• The request
Can you update every one of the records below by swapping "thickest part" for "widest part" wherever it occurs and keeping everything else unchanged? Return the revised records without the pictures.

• Material for this task
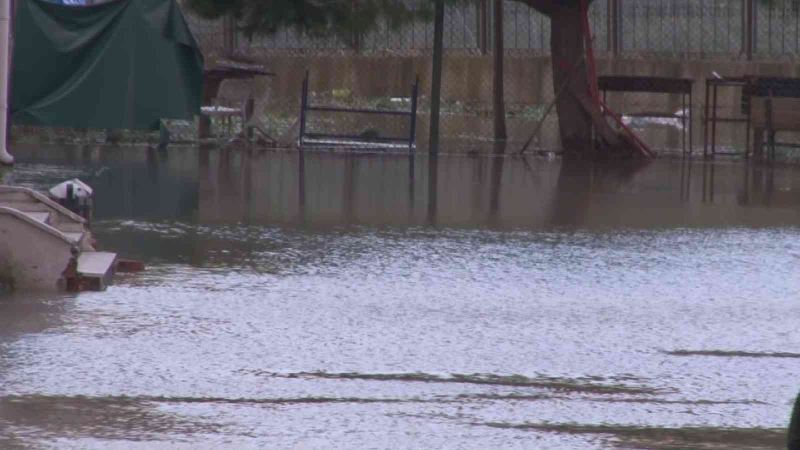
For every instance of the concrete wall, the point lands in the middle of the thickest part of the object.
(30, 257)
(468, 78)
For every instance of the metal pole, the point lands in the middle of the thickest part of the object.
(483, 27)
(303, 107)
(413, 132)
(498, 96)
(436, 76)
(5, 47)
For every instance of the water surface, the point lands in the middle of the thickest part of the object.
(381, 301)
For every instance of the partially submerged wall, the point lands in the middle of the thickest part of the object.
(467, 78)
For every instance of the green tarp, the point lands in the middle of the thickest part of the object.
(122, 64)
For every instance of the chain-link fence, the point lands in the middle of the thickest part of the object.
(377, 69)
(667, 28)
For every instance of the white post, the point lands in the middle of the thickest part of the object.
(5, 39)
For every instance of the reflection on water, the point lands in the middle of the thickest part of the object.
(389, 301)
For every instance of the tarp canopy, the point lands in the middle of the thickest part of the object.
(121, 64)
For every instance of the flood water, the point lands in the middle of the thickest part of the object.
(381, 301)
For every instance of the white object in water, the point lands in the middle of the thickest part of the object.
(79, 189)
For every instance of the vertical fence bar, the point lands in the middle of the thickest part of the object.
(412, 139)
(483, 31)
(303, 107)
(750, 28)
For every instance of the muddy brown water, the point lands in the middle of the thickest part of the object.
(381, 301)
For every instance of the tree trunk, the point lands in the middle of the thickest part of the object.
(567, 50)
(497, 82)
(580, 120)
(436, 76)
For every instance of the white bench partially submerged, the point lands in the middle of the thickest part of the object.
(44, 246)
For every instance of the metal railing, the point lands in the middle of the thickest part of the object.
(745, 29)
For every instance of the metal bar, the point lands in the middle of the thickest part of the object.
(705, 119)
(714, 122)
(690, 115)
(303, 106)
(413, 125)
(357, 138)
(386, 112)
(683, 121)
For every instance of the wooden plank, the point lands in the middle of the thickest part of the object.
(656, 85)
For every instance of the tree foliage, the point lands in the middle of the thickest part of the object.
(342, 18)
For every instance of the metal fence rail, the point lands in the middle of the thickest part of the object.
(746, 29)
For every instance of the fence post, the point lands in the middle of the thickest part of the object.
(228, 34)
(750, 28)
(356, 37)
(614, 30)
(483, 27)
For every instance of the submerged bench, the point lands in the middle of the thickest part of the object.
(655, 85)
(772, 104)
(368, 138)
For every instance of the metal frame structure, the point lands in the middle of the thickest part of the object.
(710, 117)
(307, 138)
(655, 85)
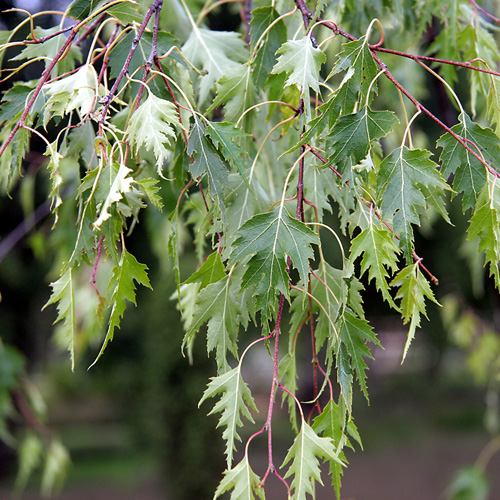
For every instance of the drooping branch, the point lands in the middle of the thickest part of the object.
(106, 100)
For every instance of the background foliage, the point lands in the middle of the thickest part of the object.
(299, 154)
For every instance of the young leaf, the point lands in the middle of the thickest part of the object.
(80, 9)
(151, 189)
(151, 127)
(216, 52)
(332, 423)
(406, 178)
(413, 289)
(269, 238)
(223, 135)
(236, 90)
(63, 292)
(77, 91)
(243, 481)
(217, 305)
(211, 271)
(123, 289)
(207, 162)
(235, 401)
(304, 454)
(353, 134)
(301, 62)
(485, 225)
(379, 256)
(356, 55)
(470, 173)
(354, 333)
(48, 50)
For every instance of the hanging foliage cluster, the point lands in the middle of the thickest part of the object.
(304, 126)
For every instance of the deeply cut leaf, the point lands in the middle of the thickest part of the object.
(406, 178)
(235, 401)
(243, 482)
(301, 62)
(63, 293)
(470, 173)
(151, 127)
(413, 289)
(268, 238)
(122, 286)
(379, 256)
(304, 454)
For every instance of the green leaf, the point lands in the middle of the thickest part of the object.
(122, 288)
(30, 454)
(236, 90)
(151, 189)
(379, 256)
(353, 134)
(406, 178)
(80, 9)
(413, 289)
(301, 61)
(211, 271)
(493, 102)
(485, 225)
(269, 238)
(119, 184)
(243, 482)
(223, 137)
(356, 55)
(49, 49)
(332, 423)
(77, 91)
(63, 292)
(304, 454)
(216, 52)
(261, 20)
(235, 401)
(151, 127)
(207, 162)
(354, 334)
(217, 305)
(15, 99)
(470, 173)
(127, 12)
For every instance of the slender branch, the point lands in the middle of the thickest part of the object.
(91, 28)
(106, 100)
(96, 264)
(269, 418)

• Problem solution
For every instance of the concrete wall, the point lands in the middle of the widest part of the object.
(30, 257)
(468, 78)
For every instance of the metal pole, the point lands in the middle of the widest part of the object.
(483, 27)
(303, 107)
(413, 132)
(498, 96)
(436, 76)
(5, 47)
For every instance of the water surface, the point lands in the middle of the widest part of the object.
(381, 301)
For every instance of the partially submerged wall, the point lands in the middle of the widest part of the object.
(467, 78)
For every instance of the green tarp, the point lands in the middle of the widest part of the object.
(122, 64)
For every instance of the chain-link fence, the point lands in the middle of the widest part of the object.
(377, 69)
(667, 28)
For every instance of the white post, the point lands in the middle of the widest part of the object.
(5, 39)
For every instance of the reflection on water, the point lands in the middle of the widest part of the object.
(389, 301)
For every instance of the tarp canopy, the point lands in the middle of the widest part of the object.
(121, 64)
For every instance of the flood water, the point lands in the middle of the widest part of the object.
(381, 301)
For every instance of the white object in water, the point lands in the middle of the widest part of the object.
(79, 189)
For every instance of the vertical fence bar, the point lands in the middle of the widest part of the object.
(412, 139)
(483, 31)
(303, 107)
(750, 28)
For every instance of the muddy brown water, the point lands in the middle of the widest part of the object.
(381, 301)
For every instance of the tree trunk, the point lands in the middle of the widest part of the object.
(567, 50)
(497, 82)
(580, 120)
(436, 76)
For every instance of the white bench partially submerged, the point lands in the middle of the widest part of the object.
(44, 246)
For every instance of the metal railing, the point lands in the middle of the widest part of the object.
(745, 29)
For every instance of the metal bar, the point lands in the middle of the widest part of the object.
(705, 119)
(714, 122)
(690, 115)
(303, 106)
(413, 125)
(357, 138)
(386, 112)
(683, 121)
For every instance of the wooden plank, the point lands in the middle of the widest part of the object.
(656, 85)
For every instance of the tree foliage, the point lands in the middle of the widest part of the object.
(342, 18)
For every instance of the metal fence rail, the point lands in the middle of the widest part of the object.
(746, 29)
For every instance of the fence post, the point lands in the middle of the widest part of the object.
(228, 34)
(750, 28)
(356, 37)
(614, 30)
(483, 27)
For every instance of the submerged bench, the point lands in the middle of the widest part of the object.
(655, 85)
(772, 104)
(368, 138)
For every instance of the metal frame structure, the point lands in the middle of the widest part of the object.
(710, 117)
(307, 138)
(655, 85)
For every instance of the drooping branch, the point lands in the middle of the widest part of the object.
(106, 100)
For every instance of the background foliage, the point lands in the middle of the widest part of the object.
(299, 154)
For every instance of the young leaf, the point lands in the middle of the widest part of the object.
(80, 9)
(151, 189)
(151, 127)
(216, 52)
(332, 423)
(406, 178)
(413, 289)
(269, 238)
(223, 135)
(236, 90)
(63, 292)
(77, 91)
(243, 481)
(217, 305)
(211, 271)
(123, 289)
(207, 162)
(235, 401)
(304, 454)
(353, 134)
(301, 62)
(485, 225)
(379, 256)
(356, 55)
(470, 173)
(354, 333)
(48, 50)
For every instance of the hanging foliage cluster, the point lands in the middle of the widest part of the object.
(304, 126)
For every instance of the deeply cut leaf, the point lands in the middle of the widest part of the object.
(406, 178)
(235, 401)
(243, 482)
(301, 62)
(63, 293)
(470, 173)
(151, 127)
(413, 289)
(268, 238)
(122, 286)
(379, 256)
(304, 454)
For every instance of the green leaf, the point lands in the middle of the widest part of the object.
(122, 288)
(30, 454)
(236, 90)
(151, 189)
(379, 256)
(353, 134)
(406, 178)
(80, 9)
(413, 289)
(301, 61)
(211, 271)
(493, 102)
(485, 225)
(269, 238)
(119, 184)
(243, 482)
(223, 137)
(356, 55)
(49, 49)
(332, 423)
(77, 91)
(63, 292)
(304, 454)
(216, 52)
(261, 20)
(235, 401)
(151, 127)
(207, 162)
(354, 334)
(217, 305)
(15, 99)
(470, 173)
(127, 12)
For every instance of the slender branch, the point lands in the middle of the widest part of the object.
(91, 28)
(106, 100)
(96, 264)
(269, 418)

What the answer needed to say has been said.